- EXERCISE AIM:
Please transcribe the data that follows without the pictures, keeping every word the same.

== DATA SHOWN

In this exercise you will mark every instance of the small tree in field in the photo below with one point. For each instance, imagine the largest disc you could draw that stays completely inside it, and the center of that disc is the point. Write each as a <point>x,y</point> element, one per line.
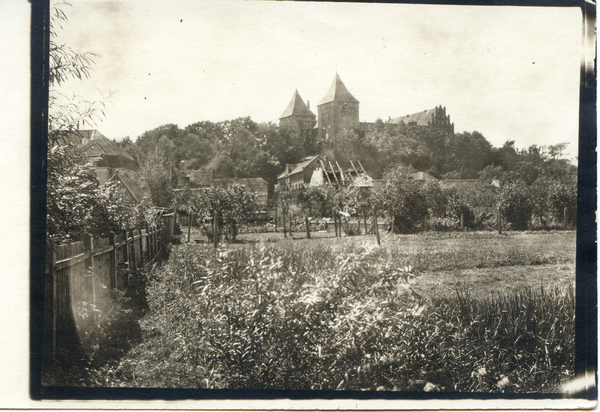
<point>403,199</point>
<point>516,206</point>
<point>230,204</point>
<point>284,197</point>
<point>313,203</point>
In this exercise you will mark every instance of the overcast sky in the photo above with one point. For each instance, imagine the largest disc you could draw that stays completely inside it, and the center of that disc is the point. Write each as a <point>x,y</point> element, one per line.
<point>511,73</point>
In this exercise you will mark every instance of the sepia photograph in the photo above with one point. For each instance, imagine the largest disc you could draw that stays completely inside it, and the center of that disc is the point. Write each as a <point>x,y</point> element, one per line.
<point>312,199</point>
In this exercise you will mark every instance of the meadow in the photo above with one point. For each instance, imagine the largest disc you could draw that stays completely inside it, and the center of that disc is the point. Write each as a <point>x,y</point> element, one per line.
<point>469,312</point>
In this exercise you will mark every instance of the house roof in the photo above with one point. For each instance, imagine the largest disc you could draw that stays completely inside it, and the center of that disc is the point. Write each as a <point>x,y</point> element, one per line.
<point>292,169</point>
<point>338,93</point>
<point>255,184</point>
<point>80,137</point>
<point>94,144</point>
<point>132,187</point>
<point>421,118</point>
<point>297,107</point>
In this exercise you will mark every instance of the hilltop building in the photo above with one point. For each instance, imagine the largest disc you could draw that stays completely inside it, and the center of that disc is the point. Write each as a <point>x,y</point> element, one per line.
<point>338,111</point>
<point>298,114</point>
<point>436,118</point>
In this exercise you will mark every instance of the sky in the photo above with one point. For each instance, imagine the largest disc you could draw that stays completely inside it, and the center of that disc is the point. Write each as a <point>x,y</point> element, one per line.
<point>510,73</point>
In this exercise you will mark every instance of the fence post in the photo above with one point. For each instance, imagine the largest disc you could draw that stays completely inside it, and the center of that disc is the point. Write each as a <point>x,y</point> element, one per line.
<point>141,231</point>
<point>52,267</point>
<point>133,258</point>
<point>376,228</point>
<point>113,261</point>
<point>215,230</point>
<point>88,245</point>
<point>499,220</point>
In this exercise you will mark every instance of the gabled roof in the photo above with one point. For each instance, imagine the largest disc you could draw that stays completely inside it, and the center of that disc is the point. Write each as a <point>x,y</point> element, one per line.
<point>255,184</point>
<point>80,137</point>
<point>94,144</point>
<point>132,188</point>
<point>297,107</point>
<point>422,118</point>
<point>292,169</point>
<point>338,93</point>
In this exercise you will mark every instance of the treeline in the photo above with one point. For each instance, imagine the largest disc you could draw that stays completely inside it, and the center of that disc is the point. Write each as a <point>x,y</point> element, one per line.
<point>244,148</point>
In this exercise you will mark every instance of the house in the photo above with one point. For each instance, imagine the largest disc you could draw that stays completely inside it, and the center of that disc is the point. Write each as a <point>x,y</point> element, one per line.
<point>103,155</point>
<point>326,174</point>
<point>128,191</point>
<point>298,175</point>
<point>338,111</point>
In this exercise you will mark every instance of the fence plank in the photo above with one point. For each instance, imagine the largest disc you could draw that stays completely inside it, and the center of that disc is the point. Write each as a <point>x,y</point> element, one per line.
<point>112,261</point>
<point>88,244</point>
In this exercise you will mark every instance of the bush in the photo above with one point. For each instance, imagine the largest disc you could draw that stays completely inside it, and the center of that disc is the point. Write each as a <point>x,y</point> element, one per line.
<point>516,207</point>
<point>486,221</point>
<point>456,207</point>
<point>325,318</point>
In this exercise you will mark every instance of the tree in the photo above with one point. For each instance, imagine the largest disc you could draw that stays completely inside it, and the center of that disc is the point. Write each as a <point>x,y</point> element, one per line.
<point>516,206</point>
<point>402,199</point>
<point>230,204</point>
<point>76,204</point>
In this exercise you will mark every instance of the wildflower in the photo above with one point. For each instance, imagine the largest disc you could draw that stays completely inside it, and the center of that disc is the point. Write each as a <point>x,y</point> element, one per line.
<point>504,382</point>
<point>479,373</point>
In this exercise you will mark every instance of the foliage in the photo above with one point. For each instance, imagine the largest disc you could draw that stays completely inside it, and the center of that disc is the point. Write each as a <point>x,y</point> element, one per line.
<point>76,204</point>
<point>403,198</point>
<point>231,204</point>
<point>319,318</point>
<point>457,209</point>
<point>516,206</point>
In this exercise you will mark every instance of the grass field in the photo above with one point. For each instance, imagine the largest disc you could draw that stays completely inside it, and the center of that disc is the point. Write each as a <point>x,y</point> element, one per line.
<point>473,312</point>
<point>485,262</point>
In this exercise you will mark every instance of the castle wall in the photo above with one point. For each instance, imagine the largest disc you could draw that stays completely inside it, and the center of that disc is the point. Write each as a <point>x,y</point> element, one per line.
<point>335,117</point>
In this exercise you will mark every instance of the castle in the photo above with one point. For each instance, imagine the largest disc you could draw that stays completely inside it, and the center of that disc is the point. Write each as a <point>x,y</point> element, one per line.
<point>339,111</point>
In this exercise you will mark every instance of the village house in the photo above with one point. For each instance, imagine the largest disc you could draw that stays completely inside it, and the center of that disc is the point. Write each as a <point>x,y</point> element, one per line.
<point>110,162</point>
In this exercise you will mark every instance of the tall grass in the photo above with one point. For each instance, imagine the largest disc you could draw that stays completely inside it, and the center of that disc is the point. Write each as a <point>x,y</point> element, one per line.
<point>330,317</point>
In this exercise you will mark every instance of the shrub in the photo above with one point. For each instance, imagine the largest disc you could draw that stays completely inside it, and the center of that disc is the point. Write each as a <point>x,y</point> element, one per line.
<point>330,318</point>
<point>516,206</point>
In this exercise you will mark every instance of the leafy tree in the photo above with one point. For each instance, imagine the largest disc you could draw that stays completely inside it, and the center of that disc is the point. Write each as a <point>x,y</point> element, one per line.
<point>563,197</point>
<point>402,199</point>
<point>76,204</point>
<point>516,205</point>
<point>230,204</point>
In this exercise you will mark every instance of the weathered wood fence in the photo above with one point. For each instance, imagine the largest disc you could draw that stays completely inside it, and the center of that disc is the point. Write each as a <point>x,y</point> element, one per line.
<point>84,279</point>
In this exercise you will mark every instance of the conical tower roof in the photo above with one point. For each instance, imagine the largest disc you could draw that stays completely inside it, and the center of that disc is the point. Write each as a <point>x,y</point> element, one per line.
<point>338,93</point>
<point>297,107</point>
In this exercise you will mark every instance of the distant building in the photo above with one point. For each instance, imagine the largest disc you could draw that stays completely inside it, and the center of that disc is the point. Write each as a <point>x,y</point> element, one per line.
<point>128,191</point>
<point>328,174</point>
<point>103,155</point>
<point>110,162</point>
<point>298,114</point>
<point>298,175</point>
<point>338,111</point>
<point>435,118</point>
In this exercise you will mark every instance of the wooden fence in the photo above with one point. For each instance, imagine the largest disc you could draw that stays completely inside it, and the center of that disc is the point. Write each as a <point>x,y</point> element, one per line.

====

- RESPONSE AREA:
In this exercise you will mark every instance of the small tree in field in the photo below with one point. For each instance, imagine the largest disc you could draw that stays completely inside it, and the center of that disc is the point. Write each as a <point>x,y</point> element, one per line.
<point>403,199</point>
<point>516,206</point>
<point>230,204</point>
<point>284,197</point>
<point>313,203</point>
In this exercise you will mark every instance of the overcast sky in the photo above with one point. For each instance, imagine the largest disc you could draw that stays completely inside it, and the center of that disc is the point. Write each as a <point>x,y</point> element, one per line.
<point>511,73</point>
In this exercise you will mark every instance of the sepia photograph in the photo above with one point. For each instance, imagine the largest disc you could draw that stays completely inside it, and the center of that disc is the point. Write each as a <point>x,y</point> element, one per line.
<point>312,199</point>
In this exercise you will mark every instance of the meadow in the photo above with one point. For each instance, imagine the largest disc you could draw that stays completely inside it, and the center of that disc is the point. Write each as a <point>x,y</point> element, one per line.
<point>469,312</point>
In this exercise you will mark every instance of the house roof in the photo above with one point. For each instance, imagine the largest disc you could draw that stays completely inside it, and the center of that disc is the point. Write each as a <point>x,y</point> element, one per line.
<point>292,169</point>
<point>338,93</point>
<point>255,184</point>
<point>80,137</point>
<point>94,144</point>
<point>132,187</point>
<point>421,118</point>
<point>297,107</point>
In this exercise you will mark every instance of the hilltop building in the photo above with one point. For each instance, imagine the largest disc you could draw that stays completely inside it, and the center of that disc is the point. Write each as a <point>x,y</point> element, one per line.
<point>338,111</point>
<point>298,114</point>
<point>436,118</point>
In this exercise you will mark every instance of the sky in the photo above with one point. For each instance, imagine the largest disc you could draw that stays completely inside it, and the center of that disc is the point. Write each as a <point>x,y</point> element, one per line.
<point>510,73</point>
In this exercise you will mark every instance of the fence post in the photo above with one point. For each instance, imagine the largest disc you could draw that stays completely inside it, and the center of that disc is the point. Write each as a <point>x,y</point> element, one per line.
<point>141,231</point>
<point>52,267</point>
<point>133,258</point>
<point>376,228</point>
<point>113,261</point>
<point>215,230</point>
<point>88,245</point>
<point>499,220</point>
In this exercise you will mark every instance of the gabled roof in the photo above with one point. For each instance, imagine the largest disc you could draw that stays completely inside it, and the center of that disc is the point. Write each as a <point>x,y</point> element, one per line.
<point>255,184</point>
<point>80,137</point>
<point>94,144</point>
<point>132,188</point>
<point>297,107</point>
<point>422,118</point>
<point>292,169</point>
<point>338,93</point>
In this exercise you will mark every instance of the treeline in the photo above with one point. For each instance, imagine the largest disc you could draw that stays completely inside it, and the center of that disc is the point. Write each as a <point>x,y</point> element, one per line.
<point>244,148</point>
In this exercise you will mark every instance of the house in the photo above with one point. For each instance, imagine the largest disc you could draw that stays completely inside it, and the center of that disc is the point. Write each as a <point>x,y</point> element, one per line.
<point>103,155</point>
<point>326,174</point>
<point>128,191</point>
<point>298,175</point>
<point>338,111</point>
In this exercise you will mark every instance of the fence plank in the photo above with one point. For each instance, imagine the largest disc you could draw that stays completely inside it, and the center of that disc is the point. Write each as a <point>x,y</point> element, one per line.
<point>112,261</point>
<point>88,244</point>
In this exercise you will mark every instance of the bush in the photo above with one point. For each instance, imagine the largest disc you could draw that stays completely inside it, and the center of that disc is the point. Write each as a <point>x,y</point> element, one per line.
<point>516,207</point>
<point>486,221</point>
<point>456,207</point>
<point>325,318</point>
In this exercise you will mark every instance of the tree in the photo above with one point. For each instance, imagine the largest disc you could draw that stays completely inside it, and the center of that disc is the point. Write each as a <point>x,y</point> element, one per line.
<point>516,206</point>
<point>402,199</point>
<point>230,204</point>
<point>76,204</point>
In this exercise you will mark every instance of the wildflower in the photo above with one point. For each instance, imagine the largest disc you could draw that stays completely inside it, and the center of that disc is the point. Write each as a <point>x,y</point> element, one per line.
<point>504,382</point>
<point>479,373</point>
In this exercise you will mark every instance of the foliage in the photo above with one point. For each instance, imagine the largest disc you could draw that stays completely inside it, and the center of that disc is the point. Write each as a <point>x,y</point> element, one per line.
<point>76,204</point>
<point>403,198</point>
<point>231,204</point>
<point>319,318</point>
<point>457,209</point>
<point>516,206</point>
In this exercise you will mark every instance of the grass field in the photo above with one point. For each instance, imagine the largest disc you could draw that stays completely inside it, and the center of that disc is the point. Write each as a <point>x,y</point> element, one per line.
<point>473,312</point>
<point>485,262</point>
In this exercise you will mark every instance of the castle wall in the photo above with one point. For each instance, imagine the largest disc you could draw that stays completely inside it, and the center of that disc is the point. Write each as a <point>x,y</point> element, one per line.
<point>335,117</point>
In this exercise you will mark every instance of the castle in the photo above with one point. For each instance, imagine the largest disc you could draw that stays completely inside it, and the center of that disc is the point. Write each as a <point>x,y</point> element, one per line.
<point>339,111</point>
In this exercise you will mark every instance of the village house in the photo above with one point. For each instance, imagine the largest disc you could draw that stays completely inside it, and the center of that disc is the point. Write each as a <point>x,y</point> element, one per line.
<point>110,162</point>
In this exercise you will mark every instance of the tall grass in the photo above with one point. For each instance, imagine the largest disc you could draw that stays completely inside it, and the center of that disc is the point. Write each as a <point>x,y</point> element, one per line.
<point>330,317</point>
In this exercise you will mark every instance of the shrub in the photo above with one point. For each instance, imagine the largest disc you could draw that stays completely inside it, and the center of that disc is the point. Write each as a <point>x,y</point> element, one per line.
<point>330,318</point>
<point>516,206</point>
In this exercise you will mark every instance of the leafy tree in the photo above with one point. For each instance, imagine the largest disc you could draw that stays completely inside it, and the center of that disc is the point. Write each as a <point>x,y</point> element, one per line.
<point>563,197</point>
<point>402,199</point>
<point>76,204</point>
<point>516,205</point>
<point>230,204</point>
In this exercise you will mark every instance of the weathered wood fence in the photo above with one point. For each instance, imagine the largest disc you could draw that stays completely inside it, and the center of that disc is the point. Write each as a <point>x,y</point> element, one per line.
<point>84,279</point>
In this exercise you will mark every instance of the conical tower roof in the photo above with one point. For each instance, imagine the largest disc you could draw that stays completely inside it, and the center of that disc is the point. Write each as a <point>x,y</point> element, one per line.
<point>338,93</point>
<point>297,107</point>
In this exercise you will mark every instance of the distant building in the photo above with one point. For each instance, imagine the largest disc you could draw that stays completely inside it, and the center of that disc is the point. Write each as a <point>x,y</point> element, one per line.
<point>128,191</point>
<point>328,174</point>
<point>103,155</point>
<point>110,162</point>
<point>298,114</point>
<point>298,175</point>
<point>338,111</point>
<point>435,118</point>
In this exercise you will mark every instance of the wooden fence in the photo above with one point. For each instance, imagine the largest disc you could draw that stays completely inside it, and the center of that disc is the point. Write each as a <point>x,y</point> element, one per line.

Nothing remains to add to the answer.